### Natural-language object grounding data
+--

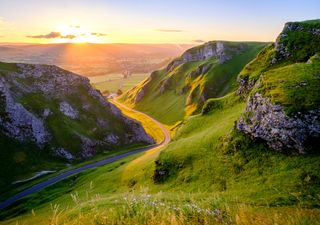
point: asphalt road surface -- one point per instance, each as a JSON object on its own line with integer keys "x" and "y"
{"x": 69, "y": 173}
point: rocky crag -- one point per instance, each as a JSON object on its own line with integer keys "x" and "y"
{"x": 282, "y": 85}
{"x": 203, "y": 72}
{"x": 59, "y": 111}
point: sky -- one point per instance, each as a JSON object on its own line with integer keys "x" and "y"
{"x": 149, "y": 21}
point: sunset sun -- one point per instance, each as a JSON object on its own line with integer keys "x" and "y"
{"x": 149, "y": 112}
{"x": 77, "y": 34}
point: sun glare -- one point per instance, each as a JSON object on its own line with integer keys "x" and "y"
{"x": 78, "y": 34}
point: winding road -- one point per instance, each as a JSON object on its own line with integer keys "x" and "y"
{"x": 69, "y": 173}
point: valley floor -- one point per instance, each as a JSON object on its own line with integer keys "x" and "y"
{"x": 199, "y": 189}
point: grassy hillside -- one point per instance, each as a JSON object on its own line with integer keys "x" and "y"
{"x": 21, "y": 159}
{"x": 204, "y": 181}
{"x": 210, "y": 173}
{"x": 113, "y": 82}
{"x": 171, "y": 95}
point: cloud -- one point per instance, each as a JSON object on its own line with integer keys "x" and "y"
{"x": 170, "y": 30}
{"x": 69, "y": 36}
{"x": 98, "y": 34}
{"x": 198, "y": 41}
{"x": 74, "y": 26}
{"x": 52, "y": 35}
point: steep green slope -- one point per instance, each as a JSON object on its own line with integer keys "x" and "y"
{"x": 50, "y": 117}
{"x": 220, "y": 167}
{"x": 282, "y": 90}
{"x": 203, "y": 72}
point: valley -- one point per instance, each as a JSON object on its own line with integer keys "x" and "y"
{"x": 237, "y": 142}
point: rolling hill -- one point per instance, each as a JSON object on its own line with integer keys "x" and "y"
{"x": 202, "y": 72}
{"x": 245, "y": 152}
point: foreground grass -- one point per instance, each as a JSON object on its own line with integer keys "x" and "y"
{"x": 207, "y": 184}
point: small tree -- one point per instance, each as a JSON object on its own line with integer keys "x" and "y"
{"x": 119, "y": 92}
{"x": 106, "y": 92}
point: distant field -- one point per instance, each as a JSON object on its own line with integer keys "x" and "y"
{"x": 113, "y": 82}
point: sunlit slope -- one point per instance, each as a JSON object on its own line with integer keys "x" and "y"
{"x": 50, "y": 117}
{"x": 181, "y": 89}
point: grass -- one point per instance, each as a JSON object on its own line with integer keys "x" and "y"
{"x": 295, "y": 87}
{"x": 21, "y": 160}
{"x": 184, "y": 89}
{"x": 214, "y": 177}
{"x": 115, "y": 82}
{"x": 302, "y": 39}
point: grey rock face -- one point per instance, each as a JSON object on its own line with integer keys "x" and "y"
{"x": 281, "y": 45}
{"x": 264, "y": 120}
{"x": 139, "y": 96}
{"x": 245, "y": 86}
{"x": 208, "y": 50}
{"x": 53, "y": 88}
{"x": 19, "y": 122}
{"x": 68, "y": 111}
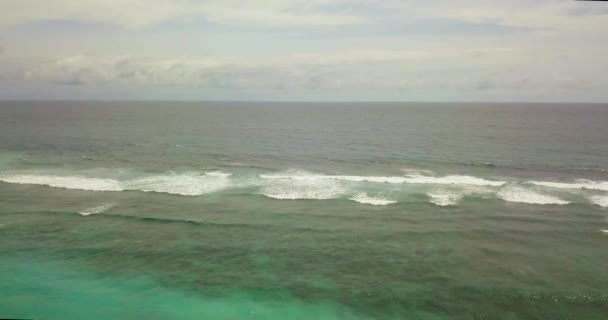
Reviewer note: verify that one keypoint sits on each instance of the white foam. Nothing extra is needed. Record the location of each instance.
(523, 195)
(181, 184)
(601, 201)
(97, 209)
(410, 171)
(413, 179)
(376, 201)
(66, 182)
(445, 198)
(189, 184)
(453, 180)
(580, 184)
(303, 189)
(218, 174)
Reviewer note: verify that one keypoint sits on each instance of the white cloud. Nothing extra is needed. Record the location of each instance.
(141, 13)
(485, 69)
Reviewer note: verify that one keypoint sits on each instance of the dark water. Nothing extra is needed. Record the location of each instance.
(166, 210)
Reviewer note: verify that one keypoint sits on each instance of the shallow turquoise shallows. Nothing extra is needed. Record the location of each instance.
(173, 210)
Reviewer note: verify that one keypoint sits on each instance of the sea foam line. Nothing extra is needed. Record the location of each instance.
(97, 209)
(580, 184)
(189, 184)
(523, 195)
(375, 201)
(412, 179)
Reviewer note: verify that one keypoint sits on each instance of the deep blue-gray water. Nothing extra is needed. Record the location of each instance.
(174, 210)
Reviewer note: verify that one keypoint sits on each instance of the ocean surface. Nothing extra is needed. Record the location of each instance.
(173, 210)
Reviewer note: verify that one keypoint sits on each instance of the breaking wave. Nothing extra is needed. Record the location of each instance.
(376, 201)
(191, 184)
(412, 179)
(523, 195)
(580, 184)
(97, 209)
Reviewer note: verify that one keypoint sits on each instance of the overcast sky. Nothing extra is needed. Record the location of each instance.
(350, 50)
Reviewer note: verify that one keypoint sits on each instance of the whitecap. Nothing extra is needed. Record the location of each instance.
(66, 182)
(412, 179)
(523, 195)
(445, 198)
(601, 201)
(97, 209)
(303, 189)
(580, 184)
(181, 184)
(189, 184)
(218, 174)
(453, 180)
(376, 201)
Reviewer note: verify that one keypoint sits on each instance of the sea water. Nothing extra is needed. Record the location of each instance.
(175, 210)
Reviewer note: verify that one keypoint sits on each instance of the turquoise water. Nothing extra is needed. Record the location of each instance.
(287, 211)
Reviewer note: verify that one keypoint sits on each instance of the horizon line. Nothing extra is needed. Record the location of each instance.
(302, 101)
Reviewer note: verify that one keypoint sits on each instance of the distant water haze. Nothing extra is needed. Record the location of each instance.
(310, 210)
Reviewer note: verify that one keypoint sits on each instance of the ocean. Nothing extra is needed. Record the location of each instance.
(235, 210)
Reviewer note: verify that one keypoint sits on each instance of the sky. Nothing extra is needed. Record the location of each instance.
(305, 50)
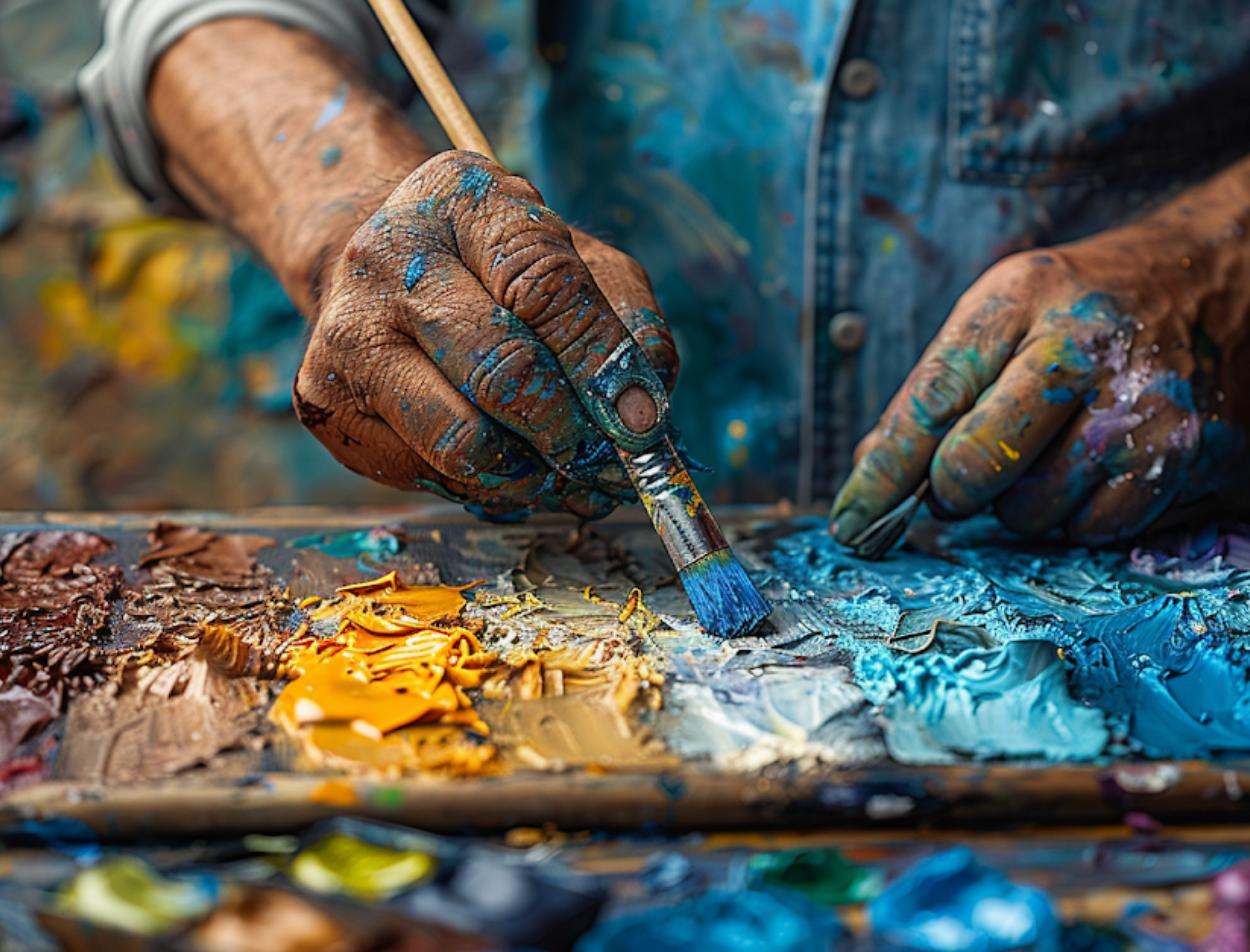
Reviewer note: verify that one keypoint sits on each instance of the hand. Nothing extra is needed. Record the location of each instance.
(1086, 386)
(461, 322)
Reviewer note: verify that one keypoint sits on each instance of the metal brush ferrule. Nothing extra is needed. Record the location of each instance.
(683, 521)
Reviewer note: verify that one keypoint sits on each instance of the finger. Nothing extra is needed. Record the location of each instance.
(1108, 445)
(498, 362)
(1129, 501)
(991, 446)
(366, 445)
(391, 379)
(1056, 485)
(893, 460)
(524, 256)
(629, 291)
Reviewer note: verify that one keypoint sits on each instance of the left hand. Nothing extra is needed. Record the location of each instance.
(1086, 386)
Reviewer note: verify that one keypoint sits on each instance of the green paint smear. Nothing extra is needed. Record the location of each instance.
(824, 876)
(126, 893)
(343, 865)
(389, 797)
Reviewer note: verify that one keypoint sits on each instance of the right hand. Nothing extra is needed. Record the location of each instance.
(461, 321)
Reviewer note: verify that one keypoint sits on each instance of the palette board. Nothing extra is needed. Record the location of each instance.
(968, 680)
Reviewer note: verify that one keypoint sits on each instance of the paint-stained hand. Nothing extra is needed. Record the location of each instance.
(461, 322)
(1088, 386)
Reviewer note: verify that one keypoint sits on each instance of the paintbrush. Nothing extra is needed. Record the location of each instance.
(721, 594)
(879, 537)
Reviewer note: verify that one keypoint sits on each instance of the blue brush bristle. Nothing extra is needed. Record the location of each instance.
(723, 595)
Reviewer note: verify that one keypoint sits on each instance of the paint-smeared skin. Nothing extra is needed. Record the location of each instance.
(1088, 386)
(460, 325)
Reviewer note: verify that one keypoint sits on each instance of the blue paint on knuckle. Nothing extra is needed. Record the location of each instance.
(1059, 395)
(476, 181)
(414, 271)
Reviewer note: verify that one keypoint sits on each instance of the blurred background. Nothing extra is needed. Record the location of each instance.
(146, 362)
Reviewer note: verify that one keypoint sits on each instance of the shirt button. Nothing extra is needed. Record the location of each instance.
(846, 330)
(859, 79)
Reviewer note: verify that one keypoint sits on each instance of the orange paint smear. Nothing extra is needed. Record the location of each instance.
(389, 664)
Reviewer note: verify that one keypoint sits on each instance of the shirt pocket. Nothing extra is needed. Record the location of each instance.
(1061, 91)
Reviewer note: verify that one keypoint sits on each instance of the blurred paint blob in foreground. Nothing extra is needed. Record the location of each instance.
(343, 865)
(508, 898)
(824, 876)
(269, 921)
(723, 921)
(1230, 930)
(950, 902)
(129, 895)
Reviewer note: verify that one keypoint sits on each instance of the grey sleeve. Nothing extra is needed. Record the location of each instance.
(114, 84)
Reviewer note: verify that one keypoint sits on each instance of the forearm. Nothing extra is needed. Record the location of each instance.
(258, 135)
(1196, 250)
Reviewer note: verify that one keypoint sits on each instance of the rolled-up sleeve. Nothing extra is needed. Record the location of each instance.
(138, 31)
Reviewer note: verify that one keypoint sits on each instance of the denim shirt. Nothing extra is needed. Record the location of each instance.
(811, 184)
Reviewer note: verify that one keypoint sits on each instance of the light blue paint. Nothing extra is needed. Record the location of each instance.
(721, 921)
(950, 902)
(476, 181)
(333, 109)
(414, 271)
(1134, 650)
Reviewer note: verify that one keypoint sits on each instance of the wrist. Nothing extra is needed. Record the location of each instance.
(320, 208)
(270, 133)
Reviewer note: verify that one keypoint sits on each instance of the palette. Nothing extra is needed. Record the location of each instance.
(261, 672)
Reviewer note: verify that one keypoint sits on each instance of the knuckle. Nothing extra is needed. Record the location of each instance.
(965, 475)
(941, 392)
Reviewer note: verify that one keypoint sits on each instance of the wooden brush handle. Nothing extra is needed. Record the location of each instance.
(431, 79)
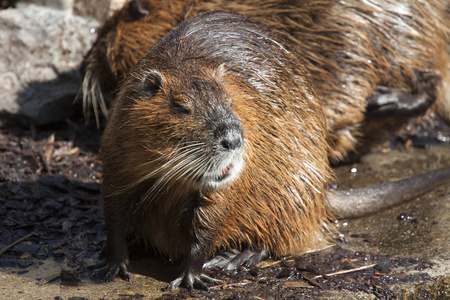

+--

### What you have to do
Extract, word for word, every line from the one holding "the blurred paint" through the closing line of the data above. Do not include any pictures.

### Written solution
Reviewer note: verify that one keypoint sits on each instance of the blurred paint blob in foreground. Nothing extra is needed. Record the location of each instance.
(343, 865)
(508, 898)
(824, 876)
(269, 921)
(723, 921)
(1230, 930)
(950, 902)
(129, 895)
Reviewer note: verify that one keypoint sits on each instance of the grey sleeve. Nothing extra is needed. Record the location of each instance.
(114, 84)
Reviewer note: verify that one keypoint sits on each instance of the forearm. Nothing extra is needed. Record the location of each instance.
(258, 135)
(1196, 250)
Reviewer note: verify that one keypoint sits on each instance of the rolled-up sleeve. Nothing extra is needed. Record the location of each instance.
(138, 31)
Reviewer note: verify that one keypoint sits on each instance of the denim shirt. Nothing extra is needed. Record the location of each instance.
(811, 184)
Reviewer note: verify that one keypoint sits on each instance of the light blue paint. Nothing extra is needed. Record the location of each instance.
(721, 921)
(950, 902)
(476, 181)
(333, 109)
(414, 271)
(1134, 650)
Reviewer note: verify that one keypoint sits on each instance of the wrist. Nothing extra is needed. Record the location of each instance.
(320, 208)
(270, 133)
Reviewer note: verify that one keypoint sits on each instance of the palette. Nothing extra is needed. Record the location of each instance.
(261, 672)
Reviewer note: verify that one keypoint sits on each instance of the knuckle. Nothing extra is needed. Record the location of each instance.
(965, 475)
(941, 392)
Reviewer note: verify that one keypoint sits on each instance of the wooden brush handle. Nothing extra is needed. Record the location of each instance.
(431, 79)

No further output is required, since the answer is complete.